Task requirements:
[a] Please answer these questions about the Rams game preview:
(i) Which team did the Rams play in Week 14?
(ii) What was the final score of the Rams' game in Oakland?
(iii) By what score did Washington beat the Saints?
[b] Print everything in the Rams game preview from "In their last" down to "and season tickets.".
[c] Write what follows the last sentence of the Rams game preview, carrying it forward.

Washington @ St. Louis

In their last two games, the Rams have endured the extremes of partisan crowds. In Week 14, they faced Chicago in the Edward Jones Dome and saw the cheers of the home fans drowned out by a large Bears contingent that made the trip to St. Louis. And, last week, the Rams endured one of the most hostile environments in sports, Oakland's Black Hole, where the restless natives of Raider Nation hurled all sorts of projectiles at the visiting Rams, including batteries, rocks, bottles, billiard balls, prosthetic limbs, and season tickets.

"Luckily, they all missed," says Rams running back Steven Jackson. "Just like their quarterbacks, Raider fans can't hit a target, either."

The Rams survived and forced five Raiders turnovers on their way to a 20-0 shutout. Now, they'll face a Redskins' team intent on finishing the season with three-straight wins. Washington shocked the Saints 16-10 in New Orleans behind a defense that held the high-powered Saints' offense to 19 points below their season average.

Entries provided:

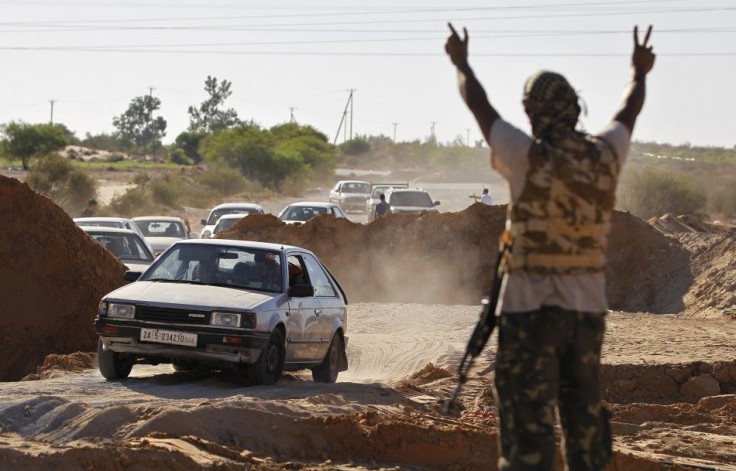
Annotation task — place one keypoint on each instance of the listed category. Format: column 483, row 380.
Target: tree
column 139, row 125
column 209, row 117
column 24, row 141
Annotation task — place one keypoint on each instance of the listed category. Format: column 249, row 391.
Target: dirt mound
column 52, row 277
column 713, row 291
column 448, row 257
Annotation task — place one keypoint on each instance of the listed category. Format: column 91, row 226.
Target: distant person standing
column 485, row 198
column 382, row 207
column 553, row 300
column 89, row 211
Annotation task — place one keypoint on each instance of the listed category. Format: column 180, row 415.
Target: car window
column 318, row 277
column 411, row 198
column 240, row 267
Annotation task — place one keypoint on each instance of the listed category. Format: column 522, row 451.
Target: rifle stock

Answers:
[a]
(i) Chicago
(ii) 20-0
(iii) 16-10

[b]
In their last two games, the Rams have endured the extremes of partisan crowds. In Week 14, they faced Chicago in the Edward Jones Dome and saw the cheers of the home fans drowned out by a large Bears contingent that made the trip to St. Louis. And, last week, the Rams endured one of the most hostile environments in sports, Oakland's Black Hole, where the restless natives of Raider Nation hurled all sorts of projectiles at the visiting Rams, including batteries, rocks, bottles, billiard balls, prosthetic limbs, and season tickets.

[c]
"I attribute this win solely to the coaching of Joe Gibbs," says Redskins quarterback Jason Collins. "The man's a genius. He's got three Super Bowl rings and a Nextel Cup championship. That alone gives us an edge over first-year coach Scott Linehan of the Rams."

"Hey, don't sell me so short," says Linehan. "I'm the proud owner of a mood ring and a Tony Stewart t-shirt."

That's great, Scott. I don't think you're quite ready to hoist the Lombardi Trophy, unless it's one you might find in a specially-marked box of Kellogg's Froot Loops.

Ladell Betts, with 140 yards and two touchdowns, outduels Pro Bowl running back Jackson, and the Redskins win, 24-23.

Arizona @ San Francisco

Believe it or not, the 49ers have a chance to win the NFC West. After upsetting the Seahawks 24-14 in Seattle last Thursday, San Fran can take the division crown by winning their final two games, provided the Seahawks lose their final two. Then, at 8-8, the 49ers would host a wildcard playoff game against a lower-seeded team.

"That's what I love about the 'Mild, Mild West,'" says Alex Smith. "On any given day, the top team in this division can lose to any other team in this division, except the Rams. Also, only in the West, can a team such as the 49ers, at 6-8, remain in the hunt for not only the playoffs, but the division crown."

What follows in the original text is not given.